▸ Quoted passage:
******************************

CWABC Okanagan Temple of Mirth & Reverence

Temple of the Congregationalist Wiccan Association of British Columbia


A Bisexual Perspective on the Great Rite

Posted by Sable Aradia on January 29, 2011 at 6:22 PM

As I was researching the Eight Paths of Power videos that I did recently, I learned how little information there was out there concerning the Great Rite, and most of this limited information seems strictly heterosexual in its perspective. Many gay and lesbian Witches eshew the Great Rite as being irrelevant to them as a result. I don't believe that this is the case, and I think that this is one of that great Mysteries of our faith and to miss out on it is to miss something spectacular. But as a bisexual woman I understand the aversion to the practice that is a reasonable response to the apparent heterosexism, so I would like to address this concern, and offer a new way of looking at the Great Rite.


For those who may not be familiar, the Great Rite is a ritual act of sexual intercourse that represents the joining together of Deities, usually the Goddess and the God, as embodied by the High Priestess and the High Priest. They "Draw Down the Moon" and "Draw Down the Sun," which is a form of trance channelling, in which, respectively, the Goddess and the God are called into the bodies of, typically, the Priestess and the Priest. It may have its roots in "left-hand path" Tantra, and I can see why it seems heterosexist in its nature. Rather than repeat myself, since I just did the research on this for my video, I'm going to embed the video on the Great Rite here and you can watch it for more information on the left hand path of Tantra, etc.

******************************

▸ Given data:
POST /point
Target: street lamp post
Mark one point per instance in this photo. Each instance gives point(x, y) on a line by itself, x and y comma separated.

******************************

▸ Aim of the exercise: Carry on writing the post about a bisexual view of the Great Rite, starting right after its last sentence.

▸ Response:
Considering the Great Rite from a homosexual/bisexual perspective, we need to expand our viewpoint from the typical male/female, Priestess and Priest pairing.


One way to view this is to understand that we are working with the polarities of the powers of Creation. In that respect, these are "male" and "female" archetypes that we are working with; the animus and anima, the essence of the opposite gender that dwells within ourselves. From that perspective, our partner in the Rite serves as a vessel for the archetypical power that is within each of us; a means of communing with the Divine aspects within ourselves, or a communion with the raw force of Creation in the Universe. In that context, this is sperm and egg uniting to create, not male and female pairing for sex.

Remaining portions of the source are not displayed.